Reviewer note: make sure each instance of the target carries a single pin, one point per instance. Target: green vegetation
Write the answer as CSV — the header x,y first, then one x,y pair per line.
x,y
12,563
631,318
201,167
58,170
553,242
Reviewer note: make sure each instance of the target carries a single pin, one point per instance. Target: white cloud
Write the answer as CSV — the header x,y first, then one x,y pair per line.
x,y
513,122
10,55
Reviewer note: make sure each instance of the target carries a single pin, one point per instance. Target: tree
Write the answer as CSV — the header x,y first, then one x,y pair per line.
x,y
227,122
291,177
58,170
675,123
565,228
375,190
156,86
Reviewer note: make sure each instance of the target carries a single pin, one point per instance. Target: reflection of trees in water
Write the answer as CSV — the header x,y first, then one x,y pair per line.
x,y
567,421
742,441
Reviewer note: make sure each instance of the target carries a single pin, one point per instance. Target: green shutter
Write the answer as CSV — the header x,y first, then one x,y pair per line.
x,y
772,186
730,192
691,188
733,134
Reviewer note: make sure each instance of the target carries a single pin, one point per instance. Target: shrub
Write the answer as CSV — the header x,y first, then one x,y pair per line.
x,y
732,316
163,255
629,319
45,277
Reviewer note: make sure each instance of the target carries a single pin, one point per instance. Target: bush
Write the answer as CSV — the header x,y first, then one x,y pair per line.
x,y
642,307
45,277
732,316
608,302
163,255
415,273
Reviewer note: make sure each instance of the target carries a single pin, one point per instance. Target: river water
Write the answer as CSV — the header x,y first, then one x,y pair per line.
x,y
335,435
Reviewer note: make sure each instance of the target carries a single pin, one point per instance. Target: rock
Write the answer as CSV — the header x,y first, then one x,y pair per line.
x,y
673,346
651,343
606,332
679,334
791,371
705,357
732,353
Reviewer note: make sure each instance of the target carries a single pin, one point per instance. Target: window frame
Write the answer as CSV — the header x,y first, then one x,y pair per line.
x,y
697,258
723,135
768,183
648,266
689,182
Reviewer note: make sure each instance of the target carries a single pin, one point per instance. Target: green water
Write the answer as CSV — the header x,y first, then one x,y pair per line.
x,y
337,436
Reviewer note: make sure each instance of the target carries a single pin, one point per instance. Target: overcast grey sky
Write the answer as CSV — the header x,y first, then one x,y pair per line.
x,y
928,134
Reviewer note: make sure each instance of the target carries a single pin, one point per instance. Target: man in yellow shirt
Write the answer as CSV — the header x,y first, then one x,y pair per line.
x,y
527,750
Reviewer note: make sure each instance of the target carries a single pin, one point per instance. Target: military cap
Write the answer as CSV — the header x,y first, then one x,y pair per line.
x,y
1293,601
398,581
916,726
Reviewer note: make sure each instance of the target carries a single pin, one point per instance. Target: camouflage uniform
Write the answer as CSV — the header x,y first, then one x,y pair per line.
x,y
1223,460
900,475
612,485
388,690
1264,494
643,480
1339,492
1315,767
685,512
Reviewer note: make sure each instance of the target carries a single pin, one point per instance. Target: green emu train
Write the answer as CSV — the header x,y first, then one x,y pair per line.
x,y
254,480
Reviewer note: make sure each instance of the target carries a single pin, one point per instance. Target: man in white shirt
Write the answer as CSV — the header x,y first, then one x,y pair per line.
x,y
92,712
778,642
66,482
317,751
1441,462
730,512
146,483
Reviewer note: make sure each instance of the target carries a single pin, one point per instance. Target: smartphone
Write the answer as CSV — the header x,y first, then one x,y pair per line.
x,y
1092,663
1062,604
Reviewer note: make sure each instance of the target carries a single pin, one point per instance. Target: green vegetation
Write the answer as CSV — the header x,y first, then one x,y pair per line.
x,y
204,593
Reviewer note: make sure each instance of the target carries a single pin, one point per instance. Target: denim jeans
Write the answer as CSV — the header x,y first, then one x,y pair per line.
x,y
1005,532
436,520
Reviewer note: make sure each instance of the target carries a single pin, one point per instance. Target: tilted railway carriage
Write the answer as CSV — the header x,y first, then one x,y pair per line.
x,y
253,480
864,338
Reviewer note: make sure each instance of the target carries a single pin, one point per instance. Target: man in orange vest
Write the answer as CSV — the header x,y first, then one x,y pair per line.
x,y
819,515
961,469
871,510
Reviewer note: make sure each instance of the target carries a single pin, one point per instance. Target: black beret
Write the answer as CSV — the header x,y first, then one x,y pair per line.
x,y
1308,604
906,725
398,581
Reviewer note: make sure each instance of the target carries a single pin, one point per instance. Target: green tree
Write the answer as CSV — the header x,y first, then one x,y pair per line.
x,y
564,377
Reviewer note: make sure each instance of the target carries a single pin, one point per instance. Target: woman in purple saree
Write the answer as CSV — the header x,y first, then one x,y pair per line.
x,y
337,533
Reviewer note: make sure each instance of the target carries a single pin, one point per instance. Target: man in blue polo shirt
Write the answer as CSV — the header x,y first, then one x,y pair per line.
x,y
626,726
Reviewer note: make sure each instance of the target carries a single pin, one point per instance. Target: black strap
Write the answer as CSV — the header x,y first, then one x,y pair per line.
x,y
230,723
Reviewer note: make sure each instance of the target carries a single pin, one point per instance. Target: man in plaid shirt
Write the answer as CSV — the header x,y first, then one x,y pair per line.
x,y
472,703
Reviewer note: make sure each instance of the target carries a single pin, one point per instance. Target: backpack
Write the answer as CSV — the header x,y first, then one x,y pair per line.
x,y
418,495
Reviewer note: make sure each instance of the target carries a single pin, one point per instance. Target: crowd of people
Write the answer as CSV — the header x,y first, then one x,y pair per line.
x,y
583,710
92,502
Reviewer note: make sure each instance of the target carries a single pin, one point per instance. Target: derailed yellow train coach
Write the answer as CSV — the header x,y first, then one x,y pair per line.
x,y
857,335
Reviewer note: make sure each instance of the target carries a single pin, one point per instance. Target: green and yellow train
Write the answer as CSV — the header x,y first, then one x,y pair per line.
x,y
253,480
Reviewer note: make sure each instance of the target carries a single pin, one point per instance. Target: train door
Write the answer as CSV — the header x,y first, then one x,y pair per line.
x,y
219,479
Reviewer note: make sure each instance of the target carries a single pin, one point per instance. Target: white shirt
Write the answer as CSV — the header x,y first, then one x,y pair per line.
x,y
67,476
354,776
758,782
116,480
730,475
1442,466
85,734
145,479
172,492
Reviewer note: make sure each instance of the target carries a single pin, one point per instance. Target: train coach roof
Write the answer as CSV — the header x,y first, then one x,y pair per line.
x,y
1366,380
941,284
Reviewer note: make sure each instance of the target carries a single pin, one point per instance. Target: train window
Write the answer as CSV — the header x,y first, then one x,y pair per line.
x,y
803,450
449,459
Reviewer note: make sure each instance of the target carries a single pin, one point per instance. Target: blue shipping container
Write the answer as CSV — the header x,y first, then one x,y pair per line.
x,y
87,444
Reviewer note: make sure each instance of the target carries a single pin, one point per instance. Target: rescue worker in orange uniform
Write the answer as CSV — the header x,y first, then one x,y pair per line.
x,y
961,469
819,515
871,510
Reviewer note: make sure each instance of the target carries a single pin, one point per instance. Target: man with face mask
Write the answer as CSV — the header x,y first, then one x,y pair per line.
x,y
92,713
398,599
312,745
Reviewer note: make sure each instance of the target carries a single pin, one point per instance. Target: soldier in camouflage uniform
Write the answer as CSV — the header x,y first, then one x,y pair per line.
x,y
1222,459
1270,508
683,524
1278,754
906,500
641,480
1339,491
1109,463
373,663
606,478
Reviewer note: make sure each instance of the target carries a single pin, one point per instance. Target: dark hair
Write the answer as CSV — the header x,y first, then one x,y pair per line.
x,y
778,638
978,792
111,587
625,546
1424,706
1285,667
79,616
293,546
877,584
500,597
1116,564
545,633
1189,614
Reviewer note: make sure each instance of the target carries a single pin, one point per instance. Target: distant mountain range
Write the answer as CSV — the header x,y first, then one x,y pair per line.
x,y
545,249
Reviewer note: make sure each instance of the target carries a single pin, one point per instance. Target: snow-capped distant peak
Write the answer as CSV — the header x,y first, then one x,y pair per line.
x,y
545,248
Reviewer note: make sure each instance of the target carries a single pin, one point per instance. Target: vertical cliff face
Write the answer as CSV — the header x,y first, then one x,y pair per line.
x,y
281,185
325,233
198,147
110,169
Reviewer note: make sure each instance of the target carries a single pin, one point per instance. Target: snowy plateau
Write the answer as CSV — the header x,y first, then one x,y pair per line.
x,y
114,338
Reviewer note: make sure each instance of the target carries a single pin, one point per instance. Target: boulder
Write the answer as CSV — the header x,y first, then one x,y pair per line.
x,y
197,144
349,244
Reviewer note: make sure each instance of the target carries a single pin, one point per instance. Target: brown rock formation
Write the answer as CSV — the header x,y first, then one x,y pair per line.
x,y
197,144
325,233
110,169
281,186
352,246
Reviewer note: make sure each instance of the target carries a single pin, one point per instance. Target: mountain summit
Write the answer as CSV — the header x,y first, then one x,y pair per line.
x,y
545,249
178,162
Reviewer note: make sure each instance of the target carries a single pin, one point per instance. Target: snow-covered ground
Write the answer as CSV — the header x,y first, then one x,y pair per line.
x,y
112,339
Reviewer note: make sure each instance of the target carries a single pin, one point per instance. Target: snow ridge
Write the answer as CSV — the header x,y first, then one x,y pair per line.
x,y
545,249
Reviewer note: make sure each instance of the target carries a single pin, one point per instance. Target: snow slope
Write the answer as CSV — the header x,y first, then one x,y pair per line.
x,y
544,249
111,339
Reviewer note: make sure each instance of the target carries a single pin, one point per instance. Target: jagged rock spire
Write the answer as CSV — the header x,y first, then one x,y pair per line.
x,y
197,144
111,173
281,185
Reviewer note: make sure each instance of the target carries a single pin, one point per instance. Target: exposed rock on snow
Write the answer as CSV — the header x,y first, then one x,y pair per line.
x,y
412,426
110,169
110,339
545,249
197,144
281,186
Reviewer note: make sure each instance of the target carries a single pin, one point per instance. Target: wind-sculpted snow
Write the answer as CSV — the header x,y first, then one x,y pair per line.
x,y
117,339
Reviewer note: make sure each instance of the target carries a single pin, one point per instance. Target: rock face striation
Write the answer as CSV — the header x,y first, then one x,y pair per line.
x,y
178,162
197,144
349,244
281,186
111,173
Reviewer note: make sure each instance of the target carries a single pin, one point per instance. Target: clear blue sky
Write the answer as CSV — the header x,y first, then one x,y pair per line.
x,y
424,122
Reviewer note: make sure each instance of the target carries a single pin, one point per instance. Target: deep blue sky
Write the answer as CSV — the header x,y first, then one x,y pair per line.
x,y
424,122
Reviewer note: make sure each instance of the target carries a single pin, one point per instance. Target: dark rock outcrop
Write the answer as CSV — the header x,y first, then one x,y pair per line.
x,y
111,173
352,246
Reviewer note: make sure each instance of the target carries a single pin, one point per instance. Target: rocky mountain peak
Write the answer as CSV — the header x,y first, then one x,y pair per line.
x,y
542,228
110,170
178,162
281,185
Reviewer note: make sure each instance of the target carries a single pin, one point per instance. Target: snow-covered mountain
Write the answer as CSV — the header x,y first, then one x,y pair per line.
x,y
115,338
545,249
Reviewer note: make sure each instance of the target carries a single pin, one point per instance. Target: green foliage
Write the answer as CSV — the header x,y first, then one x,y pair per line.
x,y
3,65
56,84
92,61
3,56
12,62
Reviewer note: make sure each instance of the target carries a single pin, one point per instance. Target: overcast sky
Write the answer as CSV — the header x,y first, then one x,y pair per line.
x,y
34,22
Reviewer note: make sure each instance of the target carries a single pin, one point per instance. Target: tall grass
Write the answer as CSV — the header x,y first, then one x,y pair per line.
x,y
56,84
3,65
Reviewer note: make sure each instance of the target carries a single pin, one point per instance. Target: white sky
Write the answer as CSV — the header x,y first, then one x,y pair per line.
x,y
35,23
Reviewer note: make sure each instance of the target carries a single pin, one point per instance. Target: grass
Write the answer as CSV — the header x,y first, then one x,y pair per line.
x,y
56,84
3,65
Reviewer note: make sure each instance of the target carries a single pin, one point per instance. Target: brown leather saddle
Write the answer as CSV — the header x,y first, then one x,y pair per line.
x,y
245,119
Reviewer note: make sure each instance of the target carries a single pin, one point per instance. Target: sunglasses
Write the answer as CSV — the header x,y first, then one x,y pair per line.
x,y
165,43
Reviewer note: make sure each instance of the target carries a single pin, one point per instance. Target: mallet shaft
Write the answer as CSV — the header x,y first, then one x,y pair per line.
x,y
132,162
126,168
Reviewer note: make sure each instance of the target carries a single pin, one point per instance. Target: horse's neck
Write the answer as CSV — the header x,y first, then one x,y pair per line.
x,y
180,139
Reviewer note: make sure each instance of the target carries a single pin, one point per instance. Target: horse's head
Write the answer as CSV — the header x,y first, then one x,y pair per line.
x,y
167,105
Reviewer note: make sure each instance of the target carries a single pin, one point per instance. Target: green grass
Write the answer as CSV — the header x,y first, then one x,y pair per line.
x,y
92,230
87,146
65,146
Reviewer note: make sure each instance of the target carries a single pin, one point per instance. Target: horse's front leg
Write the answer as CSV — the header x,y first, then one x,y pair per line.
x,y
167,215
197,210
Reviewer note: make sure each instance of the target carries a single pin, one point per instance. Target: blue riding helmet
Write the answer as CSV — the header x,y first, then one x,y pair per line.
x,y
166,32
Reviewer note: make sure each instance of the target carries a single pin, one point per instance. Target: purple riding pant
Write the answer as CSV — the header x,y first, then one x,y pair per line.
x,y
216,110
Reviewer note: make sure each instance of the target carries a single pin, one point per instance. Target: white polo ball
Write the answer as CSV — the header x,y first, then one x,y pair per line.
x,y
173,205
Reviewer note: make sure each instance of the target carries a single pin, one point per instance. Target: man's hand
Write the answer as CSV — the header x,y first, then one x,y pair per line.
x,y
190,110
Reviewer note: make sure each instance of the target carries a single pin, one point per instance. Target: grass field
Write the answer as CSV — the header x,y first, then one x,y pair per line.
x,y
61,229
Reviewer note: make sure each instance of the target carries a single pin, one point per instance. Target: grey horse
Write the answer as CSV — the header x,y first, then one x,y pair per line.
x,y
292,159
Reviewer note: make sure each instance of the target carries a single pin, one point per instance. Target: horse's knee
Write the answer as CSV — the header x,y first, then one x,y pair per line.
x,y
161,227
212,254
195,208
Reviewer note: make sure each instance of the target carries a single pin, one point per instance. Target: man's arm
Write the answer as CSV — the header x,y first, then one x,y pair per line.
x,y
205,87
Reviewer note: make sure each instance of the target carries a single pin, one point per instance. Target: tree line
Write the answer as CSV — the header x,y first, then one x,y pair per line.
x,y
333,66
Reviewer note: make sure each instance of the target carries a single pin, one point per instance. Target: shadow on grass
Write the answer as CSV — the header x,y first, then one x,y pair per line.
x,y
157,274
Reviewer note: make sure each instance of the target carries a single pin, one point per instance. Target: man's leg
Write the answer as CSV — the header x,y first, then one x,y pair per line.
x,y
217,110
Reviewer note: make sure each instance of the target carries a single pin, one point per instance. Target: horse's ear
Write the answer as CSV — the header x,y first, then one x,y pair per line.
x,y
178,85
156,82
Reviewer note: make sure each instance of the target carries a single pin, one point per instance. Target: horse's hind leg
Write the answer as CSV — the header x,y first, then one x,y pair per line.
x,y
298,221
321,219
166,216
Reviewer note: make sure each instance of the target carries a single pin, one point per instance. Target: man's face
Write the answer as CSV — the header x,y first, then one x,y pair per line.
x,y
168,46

--------------------

PROBLEM TO WORK ON. Extract every line from the one containing "horse's hind leg" to the end of the entries, including both of those lines, exactly as given and with nothing added.

EXERCISE SOLUTION.
Reviewer note: make sure each instance of the target carries a single pin, one point per instance. Target: horse's hind leg
Write the answer as CSV — the header x,y first, then one x,y pair per line.
x,y
298,221
321,219
166,216
Reviewer note: make sure each instance of the target carries a single pin, one point per instance. Target: man's face
Write the answer as CSV — the header x,y first, then one x,y pair per line.
x,y
168,46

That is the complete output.